*Your objective*
From the entries below, copy out all lines holding "sign".

◆ ◆ ◆ ◆ ◆

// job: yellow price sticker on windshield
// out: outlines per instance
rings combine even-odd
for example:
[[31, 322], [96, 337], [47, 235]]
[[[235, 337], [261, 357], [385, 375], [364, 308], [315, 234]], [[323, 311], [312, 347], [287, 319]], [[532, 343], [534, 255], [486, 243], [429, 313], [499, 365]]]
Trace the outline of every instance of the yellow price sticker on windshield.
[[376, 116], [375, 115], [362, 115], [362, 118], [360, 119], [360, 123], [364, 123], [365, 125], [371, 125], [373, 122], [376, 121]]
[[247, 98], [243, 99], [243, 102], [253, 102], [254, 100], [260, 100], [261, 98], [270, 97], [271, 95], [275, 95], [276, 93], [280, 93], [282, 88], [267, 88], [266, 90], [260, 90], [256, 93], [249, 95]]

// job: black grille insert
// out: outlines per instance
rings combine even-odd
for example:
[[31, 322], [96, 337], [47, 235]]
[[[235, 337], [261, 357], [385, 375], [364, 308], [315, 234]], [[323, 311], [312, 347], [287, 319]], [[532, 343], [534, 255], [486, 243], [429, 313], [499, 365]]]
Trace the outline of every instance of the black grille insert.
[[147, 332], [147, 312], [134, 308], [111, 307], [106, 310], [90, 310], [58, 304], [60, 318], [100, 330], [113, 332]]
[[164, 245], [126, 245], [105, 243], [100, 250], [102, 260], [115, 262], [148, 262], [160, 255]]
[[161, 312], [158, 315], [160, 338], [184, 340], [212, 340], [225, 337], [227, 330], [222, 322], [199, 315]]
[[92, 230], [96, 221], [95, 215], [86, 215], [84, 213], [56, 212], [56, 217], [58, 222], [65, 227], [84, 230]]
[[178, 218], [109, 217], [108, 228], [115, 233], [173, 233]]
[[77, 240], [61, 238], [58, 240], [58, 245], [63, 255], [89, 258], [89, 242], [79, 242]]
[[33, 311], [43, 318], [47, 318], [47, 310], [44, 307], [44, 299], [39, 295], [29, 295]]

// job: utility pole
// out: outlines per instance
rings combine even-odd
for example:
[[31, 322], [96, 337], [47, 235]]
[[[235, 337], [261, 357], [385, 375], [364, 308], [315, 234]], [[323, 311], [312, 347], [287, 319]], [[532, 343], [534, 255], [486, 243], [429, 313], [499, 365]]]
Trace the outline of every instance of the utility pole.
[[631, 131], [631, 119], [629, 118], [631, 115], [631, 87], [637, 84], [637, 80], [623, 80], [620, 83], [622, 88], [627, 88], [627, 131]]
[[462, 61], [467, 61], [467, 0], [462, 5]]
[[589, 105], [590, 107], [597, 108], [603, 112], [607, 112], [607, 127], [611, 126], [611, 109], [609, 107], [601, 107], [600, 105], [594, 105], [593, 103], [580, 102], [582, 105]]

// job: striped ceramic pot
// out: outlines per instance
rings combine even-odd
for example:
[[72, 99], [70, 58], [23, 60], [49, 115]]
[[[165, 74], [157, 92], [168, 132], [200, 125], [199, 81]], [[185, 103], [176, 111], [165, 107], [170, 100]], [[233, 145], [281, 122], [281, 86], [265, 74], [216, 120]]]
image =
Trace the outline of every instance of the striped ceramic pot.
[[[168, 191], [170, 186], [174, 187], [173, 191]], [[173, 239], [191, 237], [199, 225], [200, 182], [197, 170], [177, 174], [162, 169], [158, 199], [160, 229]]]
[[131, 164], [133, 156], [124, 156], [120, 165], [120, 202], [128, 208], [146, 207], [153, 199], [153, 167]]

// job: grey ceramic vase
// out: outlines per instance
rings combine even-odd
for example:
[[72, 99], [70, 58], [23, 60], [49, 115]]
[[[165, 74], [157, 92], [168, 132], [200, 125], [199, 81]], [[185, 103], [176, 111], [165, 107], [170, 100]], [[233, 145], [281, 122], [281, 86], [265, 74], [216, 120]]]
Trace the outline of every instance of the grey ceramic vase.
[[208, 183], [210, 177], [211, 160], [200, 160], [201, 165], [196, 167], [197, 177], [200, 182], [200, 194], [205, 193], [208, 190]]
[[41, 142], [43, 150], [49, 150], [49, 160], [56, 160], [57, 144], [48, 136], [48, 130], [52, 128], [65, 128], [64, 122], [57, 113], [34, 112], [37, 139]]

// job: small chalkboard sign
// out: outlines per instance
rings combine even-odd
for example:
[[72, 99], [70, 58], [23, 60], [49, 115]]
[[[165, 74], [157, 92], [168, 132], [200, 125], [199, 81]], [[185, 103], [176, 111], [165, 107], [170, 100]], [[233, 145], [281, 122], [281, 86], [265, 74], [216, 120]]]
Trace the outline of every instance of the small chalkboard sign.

◆ ◆ ◆ ◆ ◆

*The completed task*
// job: small chalkboard sign
Trace the outline of every instance of the small chalkboard sign.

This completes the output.